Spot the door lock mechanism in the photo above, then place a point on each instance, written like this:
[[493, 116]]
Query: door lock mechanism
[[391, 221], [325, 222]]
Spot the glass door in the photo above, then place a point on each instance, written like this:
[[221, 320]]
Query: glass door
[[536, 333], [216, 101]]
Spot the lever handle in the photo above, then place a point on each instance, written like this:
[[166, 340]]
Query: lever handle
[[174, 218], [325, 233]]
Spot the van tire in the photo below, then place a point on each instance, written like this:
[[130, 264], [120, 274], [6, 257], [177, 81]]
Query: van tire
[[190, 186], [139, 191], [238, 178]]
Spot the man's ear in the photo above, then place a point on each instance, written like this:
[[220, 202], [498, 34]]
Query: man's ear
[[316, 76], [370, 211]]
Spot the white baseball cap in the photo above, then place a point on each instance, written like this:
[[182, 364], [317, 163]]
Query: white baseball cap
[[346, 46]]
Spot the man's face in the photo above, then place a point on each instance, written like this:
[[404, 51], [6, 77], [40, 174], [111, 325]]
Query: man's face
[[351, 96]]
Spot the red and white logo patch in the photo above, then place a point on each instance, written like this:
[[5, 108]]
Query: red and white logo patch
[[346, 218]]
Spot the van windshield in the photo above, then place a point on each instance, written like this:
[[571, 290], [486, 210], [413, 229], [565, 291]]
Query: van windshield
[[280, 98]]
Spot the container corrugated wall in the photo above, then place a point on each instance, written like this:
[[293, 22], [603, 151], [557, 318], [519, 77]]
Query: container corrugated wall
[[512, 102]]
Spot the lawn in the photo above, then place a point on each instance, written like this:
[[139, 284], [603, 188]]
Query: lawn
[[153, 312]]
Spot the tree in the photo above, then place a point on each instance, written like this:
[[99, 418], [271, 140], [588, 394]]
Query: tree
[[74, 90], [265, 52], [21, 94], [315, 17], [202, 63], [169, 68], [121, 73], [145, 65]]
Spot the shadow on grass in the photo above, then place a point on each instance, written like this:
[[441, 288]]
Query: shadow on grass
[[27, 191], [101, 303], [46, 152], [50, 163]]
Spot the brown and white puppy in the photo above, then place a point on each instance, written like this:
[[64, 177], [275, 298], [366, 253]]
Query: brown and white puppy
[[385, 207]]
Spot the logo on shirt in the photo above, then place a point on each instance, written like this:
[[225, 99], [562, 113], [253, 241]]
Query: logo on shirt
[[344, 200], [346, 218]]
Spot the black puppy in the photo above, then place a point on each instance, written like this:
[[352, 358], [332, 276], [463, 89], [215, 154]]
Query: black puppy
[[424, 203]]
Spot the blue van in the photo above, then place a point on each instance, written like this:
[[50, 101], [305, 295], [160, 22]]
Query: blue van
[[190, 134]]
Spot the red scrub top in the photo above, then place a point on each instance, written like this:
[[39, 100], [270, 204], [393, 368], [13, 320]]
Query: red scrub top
=-=-=-=-=
Set out each line of the material above as a JSON list of strings, one string per line, leaving out any blank lines.

[
  "Spot the door lock mechanism in the photo above, then place a point on each instance, written like this:",
  "[[493, 116]]",
  "Query: door lock mechanism",
  "[[391, 221], [325, 222]]",
  "Spot the glass door in the photo above, then place a point on each instance, written like this:",
  "[[221, 320]]",
  "Query: glass door",
  "[[536, 333], [216, 101]]",
  "Spot the lever handle in the photo above, then place a point on each instance, written like this:",
  "[[166, 340]]",
  "Query: lever handle",
  "[[174, 218], [325, 233]]",
  "Spot the van tire in the photo below, then place a point on each instance, written like this:",
  "[[130, 264], [120, 274], [6, 257], [177, 81]]",
  "Query: van tire",
  "[[190, 186], [139, 191], [238, 178]]",
  "Spot the man's ear in the photo above, then place a point on each instance, written like this:",
  "[[220, 202], [498, 34]]",
  "Query: man's ear",
  "[[316, 76], [370, 211]]",
  "Spot the white baseball cap in the photo above, then place a point on each instance, written like this:",
  "[[182, 364], [317, 163]]",
  "Query: white baseball cap",
  "[[346, 46]]",
  "Spot the man's face in the photo above, then place a point on each instance, written like this:",
  "[[404, 51], [6, 77], [40, 174], [111, 325]]",
  "Query: man's face",
  "[[351, 96]]",
  "Spot the red and white logo patch in the photo above, then place a point on each instance, written like this:",
  "[[5, 108]]",
  "Query: red and white logo patch",
  "[[346, 218]]",
  "Spot the van windshield in the photo above, then place a point on each instance, written like this:",
  "[[571, 290], [486, 210], [413, 229], [565, 291]]",
  "Query: van windshield",
  "[[280, 98]]",
  "Spot the container corrugated wall in the photo above, then place a point on each instance, written like this:",
  "[[293, 22], [603, 151], [557, 318], [519, 77]]",
  "Query: container corrugated wall",
  "[[512, 102]]",
  "Spot the lawn in the photo above, then place a point on each instance, written like this:",
  "[[139, 284], [603, 188]]",
  "Query: lawn",
  "[[153, 312]]",
  "Spot the tree in the photo above, then place a point on each instance, written like this:",
  "[[99, 418], [271, 140], [588, 394]]",
  "Query: tree",
  "[[74, 90], [265, 52], [21, 94], [315, 17], [202, 63], [169, 68], [121, 73], [145, 65]]",
  "Spot the shadow on grass in the photo above, then place a point on each instance, written like this:",
  "[[441, 288]]",
  "Query: shadow on grass",
  "[[27, 191], [101, 303], [46, 152], [50, 163]]",
  "Spot the brown and white puppy in the photo above, then place a point on each instance, written like this:",
  "[[64, 177], [275, 298], [366, 253]]",
  "Query: brown and white puppy",
  "[[385, 207]]",
  "Spot the logo on shirt in the photo above, then place a point on each instance, written like this:",
  "[[225, 99], [562, 113], [253, 241]]",
  "Query: logo on shirt",
  "[[344, 200], [346, 218]]",
  "Spot the black puppy in the photo above, then place a point on each instance, written like this:",
  "[[352, 358], [332, 276], [463, 89], [215, 154]]",
  "Query: black puppy",
  "[[424, 203]]",
  "Spot the blue van in the photo above, then place a point on each instance, written like this:",
  "[[50, 101], [305, 295], [160, 22]]",
  "Query: blue van",
  "[[190, 134]]",
  "Spot the red scrub top in the photo above, then place a point on each instance, written like this:",
  "[[39, 100], [270, 204], [393, 368], [13, 320]]",
  "Query: red scrub top"
]